╭─ Source passage

1. General characteristics - 
  - **Time range**: Time range specifies the start and end dates. The period used to
test the strategy should be **sufficiently long to include a comprehensive number**
of regimes (Bailey and Lopez de Prado [2012]).

  - **Average AUM**: This is the average dollar value of the assets under management.
For the purpose of computing this average, the dollar value of long and
short positions is considered to be a positive real number.

  - **Capacity**: A strategy’s capacity can be measured as the **highest AUM that delivers a target risk-adjusted performance**. A minimum AUM is needed to ensure proper bet sizing and risk diversification. Beyond that minimum AUM, performance will decay as AUM increases, due to higher transaction costs and lower turnover.

  - **Leverage**: Leverage measures the amount of borrowing needed to achieve the reported performance. If leverage takes place, costs must be assigned to it. One way to measure leverage is as the ratio of **average dollar position size to average AUM**.

  - **Maximum dollar position**: Maximum dollar position size informs us
whether the strategy at times took dollar positions that greatly exceeded the average AUM. In general we will **prefer strategies that take maximum dollar positions close to the average AUM**, indicating that they do not rely on the occurrence of extreme events (possibly outliers).

  - **Ratio of longs**: The ratio of longs show what proportion of the bets involved
long positions. In long-short, market neutral strategies, ideally this value is close
to **0.5**. **If not, the strategy may have a position bias**, or the backtested period may
be too short and unrepresentative of future market conditions.

  - **Frequency of bets**: The frequency of bets is the number of bets per year in
the backtest. A sequence of positions on the same side is considered part of the
same bet. A bet ends when the position is flattened or flipped to the opposite
side. The number of bets is always smaller than the number of trades. A trade
count would overestimate the number of independent opportunities discovered
by the strategy.

  - **Average holding period**: The average holding period is the average number of
days a bet is held. High-frequency strategies may hold a position for a fraction
of seconds, whereas low frequency strategies may hold a position for months
or even years. Short holding periods may limit the capacity of the strategy. The
holding period is related but different to the frequency of bets. For example,
a strategy may place bets on a monthly basis, around the release of nonfarm
payrolls data, where each bet is held for only a few minutes.

  - **Annualized turnover**: Annualized turnover measures the ratio of the average
dollar amount traded per year to the average annual AUM. High turnover may
occur even with a low number of bets, as the strategy may require constant
tuning of the position. High turnover may also occur with a low number of trades, if every trade involves flipping the position between maximum long and
maximum short.

╰─

• _Task requirements_
Name every characteristic in the backtest passage whose explanation, not counting its heading, uses the abbreviation "AUM".

╭─ Information given

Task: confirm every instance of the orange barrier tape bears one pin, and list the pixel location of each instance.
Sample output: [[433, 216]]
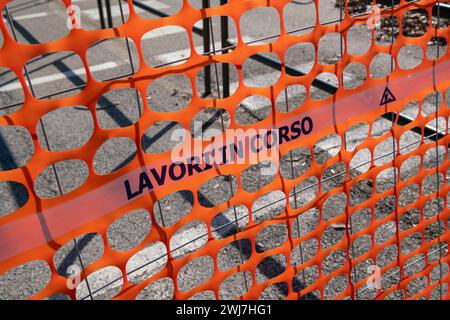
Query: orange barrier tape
[[42, 226]]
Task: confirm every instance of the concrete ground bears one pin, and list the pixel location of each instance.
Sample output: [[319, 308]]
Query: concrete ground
[[72, 127]]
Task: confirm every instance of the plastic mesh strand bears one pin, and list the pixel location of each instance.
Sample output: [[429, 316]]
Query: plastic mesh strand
[[345, 112]]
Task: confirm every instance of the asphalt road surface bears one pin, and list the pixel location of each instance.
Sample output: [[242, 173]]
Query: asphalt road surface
[[71, 127]]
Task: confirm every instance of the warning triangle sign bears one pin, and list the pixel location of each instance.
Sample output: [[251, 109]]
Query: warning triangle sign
[[387, 97]]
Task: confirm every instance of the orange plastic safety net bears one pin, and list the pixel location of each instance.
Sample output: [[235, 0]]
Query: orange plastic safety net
[[42, 226]]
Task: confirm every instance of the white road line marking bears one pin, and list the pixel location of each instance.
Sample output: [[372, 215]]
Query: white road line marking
[[163, 31], [28, 16], [115, 10], [59, 76]]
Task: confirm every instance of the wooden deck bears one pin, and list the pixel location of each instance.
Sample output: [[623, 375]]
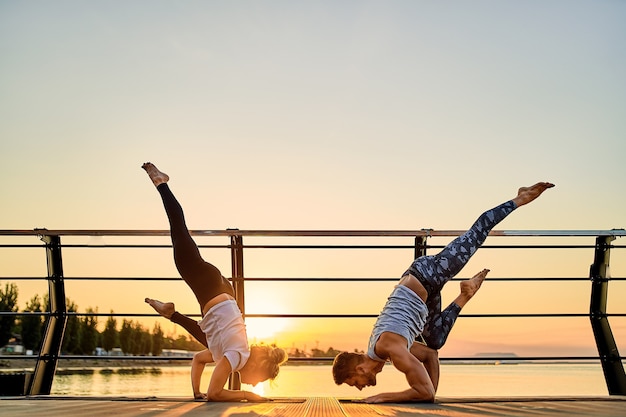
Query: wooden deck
[[43, 406]]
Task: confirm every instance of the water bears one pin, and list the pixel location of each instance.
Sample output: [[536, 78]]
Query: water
[[510, 380]]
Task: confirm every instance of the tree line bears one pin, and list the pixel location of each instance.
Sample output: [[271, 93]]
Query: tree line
[[81, 332]]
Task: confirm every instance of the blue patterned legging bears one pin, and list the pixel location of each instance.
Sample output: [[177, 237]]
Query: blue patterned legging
[[435, 270]]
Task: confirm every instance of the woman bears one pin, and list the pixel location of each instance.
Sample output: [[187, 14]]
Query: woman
[[222, 321]]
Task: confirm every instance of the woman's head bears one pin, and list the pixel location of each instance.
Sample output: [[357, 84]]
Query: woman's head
[[264, 363]]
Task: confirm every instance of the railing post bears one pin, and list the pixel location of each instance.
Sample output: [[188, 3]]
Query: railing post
[[420, 246], [236, 256], [607, 348], [50, 349]]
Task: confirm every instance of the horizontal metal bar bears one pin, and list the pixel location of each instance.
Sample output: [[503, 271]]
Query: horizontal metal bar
[[311, 359], [317, 233], [313, 279]]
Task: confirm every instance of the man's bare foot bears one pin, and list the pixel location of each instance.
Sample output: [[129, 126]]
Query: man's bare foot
[[470, 287], [164, 309], [527, 194], [155, 175]]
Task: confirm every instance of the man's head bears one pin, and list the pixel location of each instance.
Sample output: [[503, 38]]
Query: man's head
[[349, 368]]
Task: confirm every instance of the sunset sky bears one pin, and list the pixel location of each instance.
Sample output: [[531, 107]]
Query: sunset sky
[[350, 115]]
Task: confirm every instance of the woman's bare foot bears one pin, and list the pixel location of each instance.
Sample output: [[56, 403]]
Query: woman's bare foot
[[155, 175], [164, 309], [470, 287], [527, 194]]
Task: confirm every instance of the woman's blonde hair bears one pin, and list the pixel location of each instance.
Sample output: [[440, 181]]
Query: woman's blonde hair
[[268, 359]]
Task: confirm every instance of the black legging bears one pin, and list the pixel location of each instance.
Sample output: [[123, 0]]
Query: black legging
[[204, 279]]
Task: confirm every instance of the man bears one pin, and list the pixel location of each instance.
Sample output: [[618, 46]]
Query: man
[[405, 315]]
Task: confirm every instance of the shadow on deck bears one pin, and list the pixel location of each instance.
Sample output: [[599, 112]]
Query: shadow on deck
[[326, 407]]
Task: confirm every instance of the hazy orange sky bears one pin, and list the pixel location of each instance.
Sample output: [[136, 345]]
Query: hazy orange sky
[[318, 115]]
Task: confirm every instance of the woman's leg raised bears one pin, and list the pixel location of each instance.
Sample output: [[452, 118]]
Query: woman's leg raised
[[204, 279]]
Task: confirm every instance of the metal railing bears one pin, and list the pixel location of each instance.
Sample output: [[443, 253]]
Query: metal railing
[[56, 317]]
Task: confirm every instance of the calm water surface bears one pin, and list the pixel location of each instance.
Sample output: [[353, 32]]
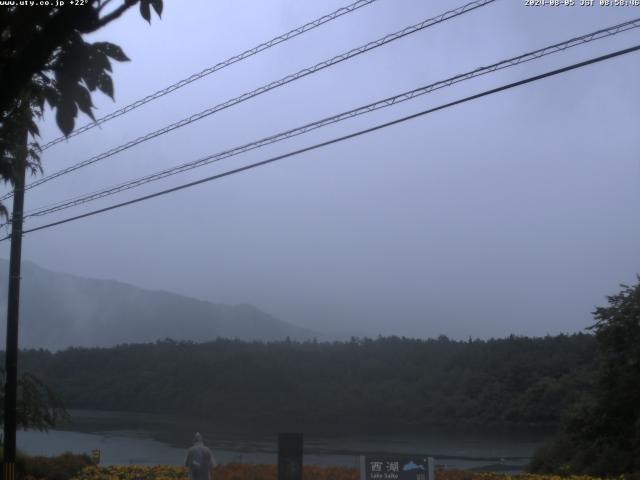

╰─

• _Correct answer_
Capacity, Leverage, Maximum dollar position, Annualized turnover